**TEXT UNDER STUDY**
^^^^^^^^

A study by Health Equity Research Lab Director Ben Cook and researcher Timothy Creedon was recently featured in an article in The Atlantic. The study, conducted in 2014 evaluated the impact of the ACA on mental health care disparities in the United States. It found evidence that mental health care access increased for those with psychological distress, but found no reduction in mental health disparities, and no improvements in substance abuse treatment access.

Important highlights of the study are shared below


The 2003 Institute of Medicine publication Unequal Treatment elevated to national priority the elimination of health care disparities, and this concern continues to be echoed as an overarching goal in Healthy People 2010 and 2020. Mental health care disparities remain particularly large compared to other health disparities, and pose an undue burden on minorities. Our Psychiatric Services study used nationally representative data from the Medical Expenditure Panel Survey to examine trends in racial and ethnic disparities in access to mental health care between 2004-2012.

We found that despite many calls to reduce disparities over the years, racial and ethnic disparities in mental health care were not reduced over this time period for black, Hispanic, or Asian populations as compared to whites. Even more concerning was our finding that for black-white and Hispanic-white disparities in any mental health care and the use of any psychotropic medications actually increased. Our models adjust for clinical need using mental health status. These findings indicate that black and Hispanic individuals, with similar levels of mental health need, are not getting care at the same rate as whites and that this gap is growing.

^^^^^^^^

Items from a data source
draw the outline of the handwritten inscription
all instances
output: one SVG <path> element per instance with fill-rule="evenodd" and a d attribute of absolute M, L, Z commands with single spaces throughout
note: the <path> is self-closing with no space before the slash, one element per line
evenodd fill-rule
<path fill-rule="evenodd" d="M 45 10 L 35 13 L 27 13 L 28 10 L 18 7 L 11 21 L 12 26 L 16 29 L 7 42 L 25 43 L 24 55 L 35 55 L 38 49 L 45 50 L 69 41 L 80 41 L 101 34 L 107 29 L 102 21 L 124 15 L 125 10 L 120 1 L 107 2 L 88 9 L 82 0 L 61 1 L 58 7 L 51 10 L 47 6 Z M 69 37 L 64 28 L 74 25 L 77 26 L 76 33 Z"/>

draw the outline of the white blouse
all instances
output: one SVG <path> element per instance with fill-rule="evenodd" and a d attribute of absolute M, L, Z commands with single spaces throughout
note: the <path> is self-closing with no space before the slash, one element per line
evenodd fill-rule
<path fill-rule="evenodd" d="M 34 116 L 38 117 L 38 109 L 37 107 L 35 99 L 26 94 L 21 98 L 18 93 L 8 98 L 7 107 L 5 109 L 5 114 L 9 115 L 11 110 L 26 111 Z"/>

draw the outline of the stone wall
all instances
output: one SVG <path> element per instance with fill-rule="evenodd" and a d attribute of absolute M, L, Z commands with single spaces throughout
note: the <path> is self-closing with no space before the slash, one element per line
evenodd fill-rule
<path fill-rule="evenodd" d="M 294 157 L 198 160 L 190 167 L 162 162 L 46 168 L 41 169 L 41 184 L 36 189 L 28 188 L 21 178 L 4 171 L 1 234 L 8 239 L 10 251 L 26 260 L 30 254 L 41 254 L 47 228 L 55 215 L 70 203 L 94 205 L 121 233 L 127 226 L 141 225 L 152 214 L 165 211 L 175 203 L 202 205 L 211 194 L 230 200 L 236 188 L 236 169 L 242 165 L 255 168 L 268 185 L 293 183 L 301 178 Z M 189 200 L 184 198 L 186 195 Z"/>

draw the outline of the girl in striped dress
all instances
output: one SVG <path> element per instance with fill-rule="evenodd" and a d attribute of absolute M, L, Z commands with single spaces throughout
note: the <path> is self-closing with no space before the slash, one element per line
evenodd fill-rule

^^^^^^^^

**YOUR TASKS**
1) According to the article on mental health care disparities, what data did the Psychiatric Services study use to examine trends in racial and ethnic disparities?
2) Carry the article on mental health care disparities forward from its final sentence.

**TASK ANSWERS**
1) Nationally representative data from the Medical Expenditure Panel Survey.

2)
There is hope that the ACA will be able to reduce the magnitude of mental health care disparities by increasing access to health insurance for those in need (through the health insurance exchanges and Medicaid expansions). The ACA also strengthens implementation of the Wellstone and Domenici Act of 2008 that mandated parity between behavioral health and general medical insurance benefits for most insurers. In our Health Affairs study, Timothy Creedon and I analyzed data from the National Survey on Drug Use and Health and found that mental health care access increased for those with psychological distress. However, we found no evidence for reductions in racial and ethnic disparities in access. Furthermore, we found no difference in substance use treatment in 2014 when the ACA features kicked in. 

This pair of studies underscores the persistence of racial and ethnic disparities in mental health care and the low rates of substance use treatment among those in need of care in the U.S. These studies reinforce the need for generating and testing clinical and policy solutions to improve the reach of our health care systems to reach racial and ethnic minorities. They also demonstrate the importance of renewing our efforts at improving screening of mental illness and substance use among our racial and ethnic minority patients, and engaging those in need with evidence-based and culturally appropriate behavioral health treatment.